* **YOUR TASKS**:
• 1. Rewrite the part of the essay about living in China between "1. Life will" and "adventures in China.", inclusive, swapping "roommate" for "flatmate".
• 2. According to the essay about living in China, how long had the writer been learning Mandarin by the end of Spring 2007?

There were many reasons I wanted to go to China. Not to sightsee for a couple of weeks, but to live there for a period of time, to see the real China.
First, by the end of Spring 2007, I had been learning Mandarin for 3 years. I knew from my experience with English that I would never be able to actually speak Mandarin unless I immerse myself in a Mandarin speaking environment. Well, people speak Mandarin in China. Perfect first excuse to go to China.
Second, my scholarship with Ohio Wesleyan would cover the cost of studying in China. It didn’t matter where in the world I took classes as long as I came back and complete the required amount of in-residence credits to graduate.
Third, my boyfriend back then was Chinese and I wanted to learn more about his culture.
And last, I was an international business major. My thought at the time was that if I was going to practice international business as a career, I must learn about China. Most international business textbooks have at least a chapter or a study case about China. I read several books about China, fiction and non-fiction. However books are often reflections of their authors' points of view. Even non-fiction books could be subjective. Check out books about the same event in history from libraries in different countries, you might very well find different stories. I wanted to go to China, to see it for myself.
Four great reasons (or more like a traveler's excuses) to go to China. August 2007, there I was in Shanghai. And that was one of the best decisions I made.
Many things I learned from my time in China.
1. Life will surprise you, sometimes in an unpleasant way. Just trust that everything happens for a reason, and for the best.
Did I say I wanted to go to China to learn more about my ex-boyfriend’s culture? Well, we broke up when I was in the early part of the program. It was a very bad break-up. Then I realized life took me to China to give me a few gifts. One of those was to meet Dianna, my roommate, one of the most awesome friends I could ever ask for. She taught me to be strong, to live and enjoy life to the fullest, and to always love and take care of myself first.
And so I had some amazing adventures in China.
2. The world is a better place than what we see on the news.
The problem with the media is that negative news sells and positive news is not reported enough, or sometimes not at all. You might hear a lot of negative things about China. Yes pollution is real. Wikipedia to help with a college paper research? Forget about it. It's banned in China. But the more you travel, the more you see how real people live, the more you can distinguish between “government” and “people” when you watch the news. Chinese people and the Chinese government, two different things. American people and the American government, two different things. And it goes on. Every country has its own problems.

* **DATA SUPPLIED**:

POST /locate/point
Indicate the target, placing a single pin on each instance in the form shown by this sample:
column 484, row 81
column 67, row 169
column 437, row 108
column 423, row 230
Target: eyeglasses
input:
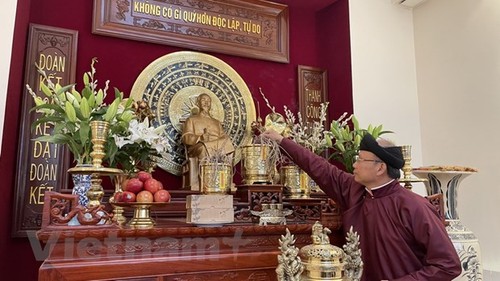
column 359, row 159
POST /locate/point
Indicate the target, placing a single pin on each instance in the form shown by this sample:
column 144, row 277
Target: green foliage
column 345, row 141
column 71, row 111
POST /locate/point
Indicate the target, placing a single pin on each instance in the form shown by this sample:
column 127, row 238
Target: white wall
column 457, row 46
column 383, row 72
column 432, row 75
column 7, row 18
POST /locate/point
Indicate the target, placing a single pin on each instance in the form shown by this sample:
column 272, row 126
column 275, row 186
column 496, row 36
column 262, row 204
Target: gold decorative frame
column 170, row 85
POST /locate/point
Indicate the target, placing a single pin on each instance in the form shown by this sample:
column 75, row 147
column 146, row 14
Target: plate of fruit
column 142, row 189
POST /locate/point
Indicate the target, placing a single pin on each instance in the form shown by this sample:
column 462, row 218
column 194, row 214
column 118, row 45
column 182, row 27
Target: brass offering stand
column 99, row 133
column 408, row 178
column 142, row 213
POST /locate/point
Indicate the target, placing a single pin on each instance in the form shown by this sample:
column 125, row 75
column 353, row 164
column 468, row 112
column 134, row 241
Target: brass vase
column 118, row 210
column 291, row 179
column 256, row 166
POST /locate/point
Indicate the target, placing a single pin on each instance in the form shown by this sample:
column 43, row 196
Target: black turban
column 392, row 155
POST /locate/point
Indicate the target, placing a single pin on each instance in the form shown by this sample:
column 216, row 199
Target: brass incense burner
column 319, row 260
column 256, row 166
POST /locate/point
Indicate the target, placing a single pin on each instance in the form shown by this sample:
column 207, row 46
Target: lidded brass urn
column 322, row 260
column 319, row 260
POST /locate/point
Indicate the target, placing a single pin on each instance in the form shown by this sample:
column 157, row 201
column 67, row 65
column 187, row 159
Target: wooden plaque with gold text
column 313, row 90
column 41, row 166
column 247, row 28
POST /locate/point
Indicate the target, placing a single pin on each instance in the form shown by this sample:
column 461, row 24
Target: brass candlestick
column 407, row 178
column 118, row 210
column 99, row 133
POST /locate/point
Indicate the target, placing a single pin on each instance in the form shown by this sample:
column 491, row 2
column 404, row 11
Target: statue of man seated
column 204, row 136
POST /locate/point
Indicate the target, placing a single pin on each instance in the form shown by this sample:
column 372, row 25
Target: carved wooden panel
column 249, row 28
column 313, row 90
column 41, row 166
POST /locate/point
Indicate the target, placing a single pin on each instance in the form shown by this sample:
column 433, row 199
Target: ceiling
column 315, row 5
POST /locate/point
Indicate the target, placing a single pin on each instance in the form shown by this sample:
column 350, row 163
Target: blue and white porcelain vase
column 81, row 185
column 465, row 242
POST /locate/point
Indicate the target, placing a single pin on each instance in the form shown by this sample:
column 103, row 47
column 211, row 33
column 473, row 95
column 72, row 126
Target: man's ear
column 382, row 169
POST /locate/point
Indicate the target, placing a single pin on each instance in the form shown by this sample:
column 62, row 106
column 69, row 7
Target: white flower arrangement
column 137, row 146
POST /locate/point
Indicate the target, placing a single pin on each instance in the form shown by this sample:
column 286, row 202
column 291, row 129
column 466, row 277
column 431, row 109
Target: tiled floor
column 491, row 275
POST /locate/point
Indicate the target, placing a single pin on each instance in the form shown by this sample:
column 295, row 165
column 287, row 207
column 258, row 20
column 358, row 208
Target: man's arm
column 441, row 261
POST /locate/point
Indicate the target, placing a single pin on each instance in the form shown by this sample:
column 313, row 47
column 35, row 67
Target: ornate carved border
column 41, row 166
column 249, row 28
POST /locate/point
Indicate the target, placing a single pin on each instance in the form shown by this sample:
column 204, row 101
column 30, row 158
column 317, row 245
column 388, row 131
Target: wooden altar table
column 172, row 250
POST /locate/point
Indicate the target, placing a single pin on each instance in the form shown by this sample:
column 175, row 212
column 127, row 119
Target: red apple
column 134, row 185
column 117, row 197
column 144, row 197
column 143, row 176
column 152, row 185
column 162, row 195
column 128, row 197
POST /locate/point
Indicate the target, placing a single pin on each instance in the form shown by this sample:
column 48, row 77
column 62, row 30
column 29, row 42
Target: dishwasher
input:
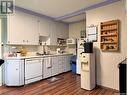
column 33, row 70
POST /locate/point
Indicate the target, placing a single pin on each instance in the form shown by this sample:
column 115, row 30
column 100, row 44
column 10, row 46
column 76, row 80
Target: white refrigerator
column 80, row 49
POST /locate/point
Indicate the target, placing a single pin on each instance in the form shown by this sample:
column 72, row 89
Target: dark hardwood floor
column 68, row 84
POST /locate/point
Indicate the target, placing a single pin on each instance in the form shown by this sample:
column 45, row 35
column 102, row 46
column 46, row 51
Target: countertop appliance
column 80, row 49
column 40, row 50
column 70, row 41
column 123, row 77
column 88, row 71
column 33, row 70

* **WRITTEN ANSWERS**:
• 1.
1. Life will surprise you, sometimes in an unpleasant way. Just trust that everything happens for a reason, and for the best.
Did I say I wanted to go to China to learn more about my ex-boyfriend’s culture? Well, we broke up when I was in the early part of the program. It was a very bad break-up. Then I realized life took me to China to give me a few gifts. One of those was to meet Dianna, my flatmate, one of the most awesome friends I could ever ask for. She taught me to be strong, to live and enjoy life to the fullest, and to always love and take care of myself first.
And so I had some amazing adventures in China.

• 2. Three years.